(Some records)
▶

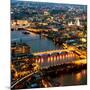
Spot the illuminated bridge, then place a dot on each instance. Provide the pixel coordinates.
(52, 58)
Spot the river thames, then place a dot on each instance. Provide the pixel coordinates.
(38, 44)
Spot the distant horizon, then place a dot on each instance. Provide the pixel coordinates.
(82, 2)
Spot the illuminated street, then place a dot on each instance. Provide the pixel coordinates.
(48, 45)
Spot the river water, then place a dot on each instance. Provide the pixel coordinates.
(42, 44)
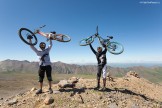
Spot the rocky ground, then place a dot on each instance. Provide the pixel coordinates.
(130, 91)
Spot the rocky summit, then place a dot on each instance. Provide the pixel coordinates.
(130, 91)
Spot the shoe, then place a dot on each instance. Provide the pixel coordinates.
(103, 88)
(97, 88)
(39, 91)
(50, 91)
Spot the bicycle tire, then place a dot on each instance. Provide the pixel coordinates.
(65, 38)
(86, 41)
(21, 35)
(115, 48)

◀

• **WORK INSTRUCTIONS**:
Pictures in the records above should not be copied. Repeat everything else exactly.

• **OUTPUT FOR THIS TASK**:
Spot the illuminated bridge, then place a dot on each instance. Provide the pixel coordinates.
(52, 58)
Spot the river thames, then place a dot on each instance. Provide the pixel coordinates.
(38, 44)
Spot the distant horizon, then place a dot on each instance. Provide the pixel coordinates.
(82, 2)
Spot the illuminated street, then place a dot on each instance. Provide the pixel coordinates.
(48, 45)
Spot the river water, then place a dot on each instance. Provide the pixel coordinates.
(42, 44)
Spot the rocky ground, then place a dot on each instance. Provide the pixel coordinates.
(130, 91)
Spot the rocky summit, then place a dot on each instance. Provide the pixel coordinates.
(130, 91)
Spot the shoe, then place a dot on each instance. Provide the pixel coordinates.
(103, 88)
(97, 88)
(39, 91)
(50, 91)
Spot the bicycle tire, then place a dot on each instance. Provide the pixel coordinates.
(65, 38)
(86, 41)
(21, 35)
(115, 48)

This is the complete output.